(Data excerpts)
-- Opening Marker --
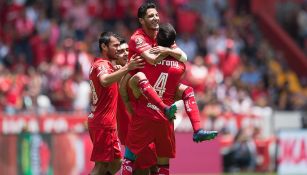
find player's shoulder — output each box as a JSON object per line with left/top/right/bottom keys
{"left": 93, "top": 58, "right": 111, "bottom": 67}
{"left": 131, "top": 29, "right": 146, "bottom": 40}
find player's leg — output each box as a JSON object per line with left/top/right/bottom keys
{"left": 89, "top": 127, "right": 122, "bottom": 175}
{"left": 133, "top": 143, "right": 157, "bottom": 175}
{"left": 90, "top": 162, "right": 108, "bottom": 175}
{"left": 175, "top": 84, "right": 218, "bottom": 142}
{"left": 133, "top": 168, "right": 150, "bottom": 175}
{"left": 156, "top": 157, "right": 170, "bottom": 175}
{"left": 129, "top": 72, "right": 177, "bottom": 120}
{"left": 153, "top": 120, "right": 175, "bottom": 175}
{"left": 121, "top": 147, "right": 137, "bottom": 175}
{"left": 107, "top": 158, "right": 122, "bottom": 174}
{"left": 121, "top": 115, "right": 155, "bottom": 175}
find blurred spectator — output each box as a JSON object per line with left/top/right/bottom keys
{"left": 66, "top": 0, "right": 90, "bottom": 40}
{"left": 72, "top": 72, "right": 90, "bottom": 113}
{"left": 218, "top": 39, "right": 241, "bottom": 78}
{"left": 183, "top": 55, "right": 208, "bottom": 93}
{"left": 176, "top": 32, "right": 198, "bottom": 61}
{"left": 297, "top": 3, "right": 307, "bottom": 48}
{"left": 223, "top": 128, "right": 257, "bottom": 172}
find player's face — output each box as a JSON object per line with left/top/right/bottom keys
{"left": 142, "top": 8, "right": 159, "bottom": 30}
{"left": 106, "top": 36, "right": 120, "bottom": 60}
{"left": 116, "top": 43, "right": 129, "bottom": 66}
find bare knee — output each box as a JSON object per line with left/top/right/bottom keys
{"left": 175, "top": 83, "right": 188, "bottom": 101}
{"left": 107, "top": 158, "right": 122, "bottom": 174}
{"left": 133, "top": 168, "right": 150, "bottom": 175}
{"left": 133, "top": 72, "right": 147, "bottom": 83}
{"left": 157, "top": 157, "right": 170, "bottom": 165}
{"left": 90, "top": 162, "right": 108, "bottom": 175}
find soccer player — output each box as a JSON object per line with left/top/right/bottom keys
{"left": 121, "top": 2, "right": 218, "bottom": 174}
{"left": 116, "top": 39, "right": 158, "bottom": 175}
{"left": 88, "top": 31, "right": 144, "bottom": 175}
{"left": 127, "top": 2, "right": 217, "bottom": 141}
{"left": 125, "top": 22, "right": 186, "bottom": 175}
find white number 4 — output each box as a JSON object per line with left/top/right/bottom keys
{"left": 153, "top": 73, "right": 168, "bottom": 97}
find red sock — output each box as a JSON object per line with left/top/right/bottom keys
{"left": 155, "top": 164, "right": 169, "bottom": 175}
{"left": 138, "top": 79, "right": 168, "bottom": 110}
{"left": 120, "top": 158, "right": 134, "bottom": 175}
{"left": 182, "top": 87, "right": 201, "bottom": 132}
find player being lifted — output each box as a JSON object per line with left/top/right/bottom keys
{"left": 121, "top": 2, "right": 218, "bottom": 174}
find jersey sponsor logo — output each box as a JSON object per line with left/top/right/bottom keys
{"left": 147, "top": 103, "right": 159, "bottom": 111}
{"left": 157, "top": 60, "right": 179, "bottom": 68}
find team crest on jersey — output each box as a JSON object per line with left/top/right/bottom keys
{"left": 135, "top": 37, "right": 144, "bottom": 46}
{"left": 97, "top": 65, "right": 108, "bottom": 76}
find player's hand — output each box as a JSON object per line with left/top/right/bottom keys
{"left": 113, "top": 65, "right": 122, "bottom": 71}
{"left": 150, "top": 46, "right": 170, "bottom": 56}
{"left": 127, "top": 54, "right": 145, "bottom": 70}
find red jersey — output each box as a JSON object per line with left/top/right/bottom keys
{"left": 128, "top": 28, "right": 156, "bottom": 60}
{"left": 116, "top": 96, "right": 131, "bottom": 145}
{"left": 142, "top": 57, "right": 186, "bottom": 105}
{"left": 88, "top": 57, "right": 118, "bottom": 129}
{"left": 134, "top": 57, "right": 186, "bottom": 120}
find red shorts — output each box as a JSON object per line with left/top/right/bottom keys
{"left": 88, "top": 127, "right": 122, "bottom": 162}
{"left": 135, "top": 143, "right": 157, "bottom": 169}
{"left": 126, "top": 114, "right": 175, "bottom": 158}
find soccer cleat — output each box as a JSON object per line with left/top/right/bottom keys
{"left": 164, "top": 104, "right": 177, "bottom": 121}
{"left": 193, "top": 129, "right": 218, "bottom": 143}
-- Closing Marker --
» WORK INSTRUCTIONS
Without the images, write out each line of the data verbatim.

» EXERCISE OUTPUT
find player's shoulder — output each box as a JSON object per line with left/top/right/bottom keys
{"left": 93, "top": 58, "right": 111, "bottom": 67}
{"left": 131, "top": 29, "right": 146, "bottom": 40}
find player's leg — output each box as a JSON object per line with left/top/right/bottom keys
{"left": 89, "top": 127, "right": 122, "bottom": 175}
{"left": 133, "top": 143, "right": 157, "bottom": 175}
{"left": 90, "top": 162, "right": 108, "bottom": 175}
{"left": 175, "top": 84, "right": 218, "bottom": 142}
{"left": 133, "top": 168, "right": 150, "bottom": 175}
{"left": 156, "top": 157, "right": 170, "bottom": 175}
{"left": 129, "top": 72, "right": 177, "bottom": 120}
{"left": 153, "top": 120, "right": 175, "bottom": 175}
{"left": 121, "top": 147, "right": 137, "bottom": 175}
{"left": 107, "top": 158, "right": 122, "bottom": 174}
{"left": 121, "top": 115, "right": 155, "bottom": 175}
find blurred spectator — output each box as a JSON object per line with left/top/right/bottom keys
{"left": 66, "top": 0, "right": 90, "bottom": 40}
{"left": 72, "top": 72, "right": 90, "bottom": 113}
{"left": 218, "top": 39, "right": 241, "bottom": 78}
{"left": 183, "top": 55, "right": 208, "bottom": 93}
{"left": 176, "top": 32, "right": 198, "bottom": 61}
{"left": 297, "top": 3, "right": 307, "bottom": 48}
{"left": 223, "top": 128, "right": 257, "bottom": 172}
find player's face — output each box as a JSON object per line with left/top/right/bottom keys
{"left": 142, "top": 8, "right": 159, "bottom": 30}
{"left": 106, "top": 36, "right": 120, "bottom": 60}
{"left": 116, "top": 43, "right": 129, "bottom": 66}
find bare knee — output each box as a JSON object per line with left/top/right/bottom keys
{"left": 175, "top": 83, "right": 188, "bottom": 101}
{"left": 107, "top": 158, "right": 122, "bottom": 174}
{"left": 133, "top": 168, "right": 150, "bottom": 175}
{"left": 133, "top": 72, "right": 147, "bottom": 83}
{"left": 157, "top": 157, "right": 170, "bottom": 165}
{"left": 90, "top": 162, "right": 108, "bottom": 175}
find soccer player — output each box as a JSON object per line with left/top/right/bottom keys
{"left": 121, "top": 2, "right": 218, "bottom": 174}
{"left": 116, "top": 39, "right": 158, "bottom": 175}
{"left": 88, "top": 31, "right": 144, "bottom": 175}
{"left": 127, "top": 2, "right": 217, "bottom": 141}
{"left": 125, "top": 22, "right": 186, "bottom": 175}
find white number 4 — output each box as a JSON object per line with left/top/right/bottom keys
{"left": 153, "top": 73, "right": 168, "bottom": 97}
find red sock — output each box as a JSON object per line with left/top/right/bottom keys
{"left": 155, "top": 164, "right": 169, "bottom": 175}
{"left": 138, "top": 79, "right": 168, "bottom": 110}
{"left": 120, "top": 158, "right": 134, "bottom": 175}
{"left": 182, "top": 87, "right": 201, "bottom": 132}
find player being lifted — output each box as a JSON object per line with left/top/right/bottom keys
{"left": 121, "top": 2, "right": 218, "bottom": 174}
find jersey sponsor logo — output each box as a JSON object per line with left/top/right/bottom keys
{"left": 147, "top": 103, "right": 159, "bottom": 111}
{"left": 157, "top": 60, "right": 179, "bottom": 68}
find team crest on jersey — output each box as a JSON object per line with left/top/right/bottom keys
{"left": 135, "top": 37, "right": 144, "bottom": 46}
{"left": 97, "top": 65, "right": 108, "bottom": 76}
find player's hand — output each box as a JSON object per line with left/top/right/bottom keys
{"left": 113, "top": 65, "right": 122, "bottom": 71}
{"left": 150, "top": 46, "right": 170, "bottom": 56}
{"left": 127, "top": 54, "right": 145, "bottom": 70}
find red jersey — output each box as a JSON object per line with left/top/right/bottom keys
{"left": 128, "top": 28, "right": 156, "bottom": 60}
{"left": 116, "top": 96, "right": 131, "bottom": 145}
{"left": 142, "top": 57, "right": 186, "bottom": 105}
{"left": 88, "top": 57, "right": 118, "bottom": 129}
{"left": 134, "top": 57, "right": 186, "bottom": 120}
find red shorts — output each box as a JSON object per line with left/top/right/bottom keys
{"left": 88, "top": 127, "right": 122, "bottom": 162}
{"left": 135, "top": 143, "right": 157, "bottom": 169}
{"left": 126, "top": 114, "right": 175, "bottom": 158}
find soccer cleat — output each box as a JSON object per line with left/top/right/bottom keys
{"left": 164, "top": 104, "right": 177, "bottom": 121}
{"left": 193, "top": 129, "right": 218, "bottom": 143}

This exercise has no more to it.